**EXERCISE DETAILS:**
If a record contains a picture, drop the picture and copy everything else exactly.

**DATA SECTION:**
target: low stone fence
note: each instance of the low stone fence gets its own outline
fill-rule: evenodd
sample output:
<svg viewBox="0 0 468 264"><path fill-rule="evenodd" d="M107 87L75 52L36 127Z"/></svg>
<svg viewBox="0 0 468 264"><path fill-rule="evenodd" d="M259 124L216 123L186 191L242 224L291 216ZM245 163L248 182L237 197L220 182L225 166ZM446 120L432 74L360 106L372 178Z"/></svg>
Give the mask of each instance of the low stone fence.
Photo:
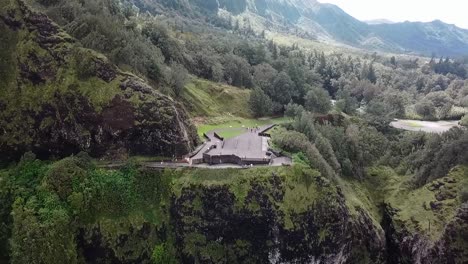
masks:
<svg viewBox="0 0 468 264"><path fill-rule="evenodd" d="M214 135L215 138L217 138L217 139L219 139L221 141L224 141L224 138L222 136L218 135L218 133L213 132L213 135Z"/></svg>
<svg viewBox="0 0 468 264"><path fill-rule="evenodd" d="M258 135L261 137L271 137L270 134L266 133L268 130L274 128L276 125L270 125L258 132Z"/></svg>
<svg viewBox="0 0 468 264"><path fill-rule="evenodd" d="M209 155L207 153L203 154L203 160L205 163L210 165L216 164L238 164L238 165L259 165L259 164L269 164L271 158L263 159L254 159L254 158L241 158L236 155Z"/></svg>

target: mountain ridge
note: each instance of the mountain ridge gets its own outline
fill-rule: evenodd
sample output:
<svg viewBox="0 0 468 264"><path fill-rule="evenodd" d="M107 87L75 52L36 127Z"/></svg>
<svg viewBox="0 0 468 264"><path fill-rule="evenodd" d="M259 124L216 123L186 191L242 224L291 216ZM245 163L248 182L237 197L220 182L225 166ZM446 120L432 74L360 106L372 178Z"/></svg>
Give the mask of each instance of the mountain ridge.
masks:
<svg viewBox="0 0 468 264"><path fill-rule="evenodd" d="M440 20L369 24L336 5L315 0L222 0L218 10L252 20L262 17L268 24L288 24L311 38L357 48L426 56L468 54L468 30ZM269 25L263 29L275 30Z"/></svg>

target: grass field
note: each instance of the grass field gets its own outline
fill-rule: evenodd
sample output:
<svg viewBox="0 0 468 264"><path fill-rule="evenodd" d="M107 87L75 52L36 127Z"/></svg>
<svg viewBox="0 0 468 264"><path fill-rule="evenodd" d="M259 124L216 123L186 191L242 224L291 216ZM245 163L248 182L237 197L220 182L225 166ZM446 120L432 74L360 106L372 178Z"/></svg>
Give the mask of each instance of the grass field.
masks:
<svg viewBox="0 0 468 264"><path fill-rule="evenodd" d="M198 135L203 136L203 133L215 130L224 138L232 138L245 132L247 127L265 126L270 124L284 124L291 120L289 118L229 118L218 119L218 123L200 124L197 126Z"/></svg>

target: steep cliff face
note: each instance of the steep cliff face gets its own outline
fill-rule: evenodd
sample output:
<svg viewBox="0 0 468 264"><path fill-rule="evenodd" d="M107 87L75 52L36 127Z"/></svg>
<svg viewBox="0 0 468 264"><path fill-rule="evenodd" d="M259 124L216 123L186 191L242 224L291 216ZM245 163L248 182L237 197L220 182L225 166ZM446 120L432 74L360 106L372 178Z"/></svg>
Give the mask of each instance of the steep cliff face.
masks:
<svg viewBox="0 0 468 264"><path fill-rule="evenodd" d="M418 209L423 205L415 196L429 201L427 194L439 197L440 190L408 191L399 182L399 189L389 190L408 204L389 197L382 210L373 210L370 203L379 205L382 199L361 196L358 186L333 183L301 165L114 171L90 168L86 160L23 159L17 168L0 171L0 262L468 260L467 203L447 196ZM72 180L77 175L80 182ZM446 189L465 186L466 175L447 178ZM382 194L377 185L372 188Z"/></svg>
<svg viewBox="0 0 468 264"><path fill-rule="evenodd" d="M380 177L396 197L363 197L297 166L197 171L176 181L171 225L185 263L466 263L467 172L420 189Z"/></svg>
<svg viewBox="0 0 468 264"><path fill-rule="evenodd" d="M196 144L180 104L79 47L24 2L0 3L0 155L85 150L181 155Z"/></svg>
<svg viewBox="0 0 468 264"><path fill-rule="evenodd" d="M395 220L396 211L385 208L382 226L387 238L387 263L466 263L468 260L468 204L463 204L435 241L411 232Z"/></svg>
<svg viewBox="0 0 468 264"><path fill-rule="evenodd" d="M194 177L171 206L184 263L385 262L382 229L316 171Z"/></svg>
<svg viewBox="0 0 468 264"><path fill-rule="evenodd" d="M402 200L389 198L381 222L388 263L466 263L468 261L468 203L460 190L468 168L412 192Z"/></svg>

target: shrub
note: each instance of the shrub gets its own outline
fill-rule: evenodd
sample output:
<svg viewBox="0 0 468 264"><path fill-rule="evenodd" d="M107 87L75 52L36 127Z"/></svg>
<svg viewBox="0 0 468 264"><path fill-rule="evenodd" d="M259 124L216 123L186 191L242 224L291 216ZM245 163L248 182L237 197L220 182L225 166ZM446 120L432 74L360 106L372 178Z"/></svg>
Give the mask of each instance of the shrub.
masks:
<svg viewBox="0 0 468 264"><path fill-rule="evenodd" d="M65 199L73 192L74 182L81 182L85 176L86 171L80 168L78 159L66 158L52 165L46 176L46 185Z"/></svg>
<svg viewBox="0 0 468 264"><path fill-rule="evenodd" d="M462 203L468 202L468 188L465 187L465 189L463 189L463 190L460 192L460 201L461 201Z"/></svg>
<svg viewBox="0 0 468 264"><path fill-rule="evenodd" d="M468 127L468 115L465 115L460 121L460 125Z"/></svg>
<svg viewBox="0 0 468 264"><path fill-rule="evenodd" d="M177 261L176 252L174 247L168 246L167 243L157 245L151 256L151 260L154 264L176 264Z"/></svg>

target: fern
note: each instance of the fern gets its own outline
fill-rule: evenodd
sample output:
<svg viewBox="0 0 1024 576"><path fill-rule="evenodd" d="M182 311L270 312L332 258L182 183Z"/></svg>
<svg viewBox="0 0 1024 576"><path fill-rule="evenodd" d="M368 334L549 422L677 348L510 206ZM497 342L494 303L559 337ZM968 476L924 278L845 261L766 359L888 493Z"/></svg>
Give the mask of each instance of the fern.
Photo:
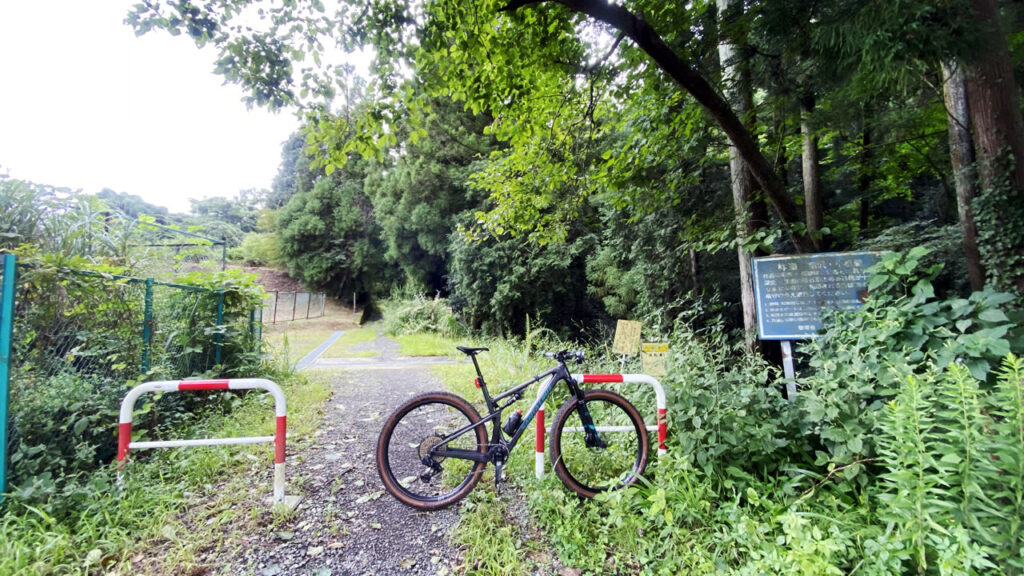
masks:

**REPLY:**
target: low stone fence
note: each instance of the low stone fence gets its own outline
fill-rule: evenodd
sample output:
<svg viewBox="0 0 468 264"><path fill-rule="evenodd" d="M107 87L75 52L36 127Z"/></svg>
<svg viewBox="0 0 468 264"><path fill-rule="evenodd" d="M259 124L216 123L186 191L242 224L291 216ZM245 163L248 182L237 197L220 182L225 166ZM446 120L432 74L360 106L372 178Z"/></svg>
Give the mask of each instance of the low stone fence.
Photo:
masks:
<svg viewBox="0 0 468 264"><path fill-rule="evenodd" d="M214 135L215 138L217 138L217 139L219 139L221 141L224 141L224 138L222 136L218 135L218 133L213 132L213 135Z"/></svg>
<svg viewBox="0 0 468 264"><path fill-rule="evenodd" d="M258 135L261 137L271 137L270 134L266 133L268 130L274 128L276 125L270 125L258 132Z"/></svg>
<svg viewBox="0 0 468 264"><path fill-rule="evenodd" d="M209 155L207 153L203 154L203 160L205 163L210 165L216 164L238 164L238 165L259 165L259 164L269 164L271 158L263 159L254 159L254 158L241 158L236 155Z"/></svg>

target: mountain ridge
note: each instance of the mountain ridge gets its own outline
fill-rule: evenodd
sample output:
<svg viewBox="0 0 468 264"><path fill-rule="evenodd" d="M107 87L75 52L36 127Z"/></svg>
<svg viewBox="0 0 468 264"><path fill-rule="evenodd" d="M259 124L216 123L186 191L242 224L291 216ZM245 163L248 182L237 197L220 182L225 166ZM446 120L432 74L360 106L372 178Z"/></svg>
Give the mask of each instance of the mountain ridge.
masks:
<svg viewBox="0 0 468 264"><path fill-rule="evenodd" d="M440 20L369 24L336 5L315 0L222 0L218 10L252 20L262 17L268 24L288 24L311 38L357 48L426 56L468 54L468 30ZM269 25L263 29L275 30Z"/></svg>

target: grass field
note: each instance of the grass field gets its own outline
fill-rule: evenodd
sample output:
<svg viewBox="0 0 468 264"><path fill-rule="evenodd" d="M107 87L75 52L36 127Z"/></svg>
<svg viewBox="0 0 468 264"><path fill-rule="evenodd" d="M259 124L216 123L186 191L242 224L291 216ZM245 163L248 182L237 197L220 182L225 166ZM446 120L432 74L360 106L372 178Z"/></svg>
Give the mask of each instance of the grass field.
masks:
<svg viewBox="0 0 468 264"><path fill-rule="evenodd" d="M198 135L203 136L203 133L215 130L224 138L232 138L245 132L247 127L265 126L270 124L284 124L291 120L289 118L229 118L218 119L218 123L200 124L197 126Z"/></svg>

target: steep cliff face
note: each instance of the steep cliff face gets its own outline
fill-rule: evenodd
sample output:
<svg viewBox="0 0 468 264"><path fill-rule="evenodd" d="M107 87L75 52L36 127Z"/></svg>
<svg viewBox="0 0 468 264"><path fill-rule="evenodd" d="M259 124L216 123L186 191L242 224L291 216ZM245 163L248 182L237 197L220 182L225 166ZM446 120L432 74L360 106L372 178Z"/></svg>
Give the mask of each instance of the steep cliff face.
masks:
<svg viewBox="0 0 468 264"><path fill-rule="evenodd" d="M418 209L423 205L415 196L429 201L427 194L439 197L440 190L408 191L399 182L399 189L389 190L408 204L389 197L382 210L373 210L370 203L379 205L382 199L361 196L358 186L333 183L301 165L114 171L90 168L86 160L23 159L17 168L0 171L0 262L468 260L467 203L447 196ZM72 180L77 175L80 182ZM446 189L465 186L466 175L447 178ZM382 194L377 185L372 188Z"/></svg>
<svg viewBox="0 0 468 264"><path fill-rule="evenodd" d="M380 177L396 197L363 197L297 166L197 171L176 181L171 225L185 263L466 263L467 172L420 189Z"/></svg>
<svg viewBox="0 0 468 264"><path fill-rule="evenodd" d="M196 144L180 104L79 47L24 2L0 3L0 155L85 150L181 155Z"/></svg>
<svg viewBox="0 0 468 264"><path fill-rule="evenodd" d="M395 220L396 211L385 208L382 226L387 238L387 263L466 263L468 260L468 204L463 204L435 241L411 232Z"/></svg>
<svg viewBox="0 0 468 264"><path fill-rule="evenodd" d="M194 177L171 206L184 263L385 262L382 229L316 171Z"/></svg>
<svg viewBox="0 0 468 264"><path fill-rule="evenodd" d="M402 200L389 198L381 222L388 263L466 263L468 261L468 203L460 190L468 168L412 192Z"/></svg>

target: shrub
note: each instance of the shrub gets its own outline
fill-rule: evenodd
sample output:
<svg viewBox="0 0 468 264"><path fill-rule="evenodd" d="M107 87L75 52L36 127Z"/></svg>
<svg viewBox="0 0 468 264"><path fill-rule="evenodd" d="M259 124L216 123L186 191L242 224L291 216ZM245 163L248 182L237 197L220 182L225 166ZM446 120L432 74L360 106L372 178Z"/></svg>
Give the mask of each instance of the shrub.
masks:
<svg viewBox="0 0 468 264"><path fill-rule="evenodd" d="M65 199L73 192L74 182L81 182L85 176L86 171L80 168L78 159L66 158L52 165L46 176L46 185Z"/></svg>
<svg viewBox="0 0 468 264"><path fill-rule="evenodd" d="M462 203L468 202L468 188L465 187L465 189L463 189L463 190L460 192L460 201L461 201Z"/></svg>
<svg viewBox="0 0 468 264"><path fill-rule="evenodd" d="M468 127L468 115L465 115L460 121L460 125Z"/></svg>
<svg viewBox="0 0 468 264"><path fill-rule="evenodd" d="M177 261L176 252L174 247L168 246L167 243L157 245L151 256L151 260L154 264L176 264Z"/></svg>

target: fern
note: each instance of the fern gets its own outline
fill-rule: evenodd
sample output:
<svg viewBox="0 0 1024 576"><path fill-rule="evenodd" d="M182 311L270 312L332 258L182 183Z"/></svg>
<svg viewBox="0 0 1024 576"><path fill-rule="evenodd" d="M368 334L549 422L677 348L510 206ZM497 342L494 303L559 337ZM968 476L924 278L845 261L766 359L888 493Z"/></svg>
Give the mask of each instance of the fern.
Photo:
masks:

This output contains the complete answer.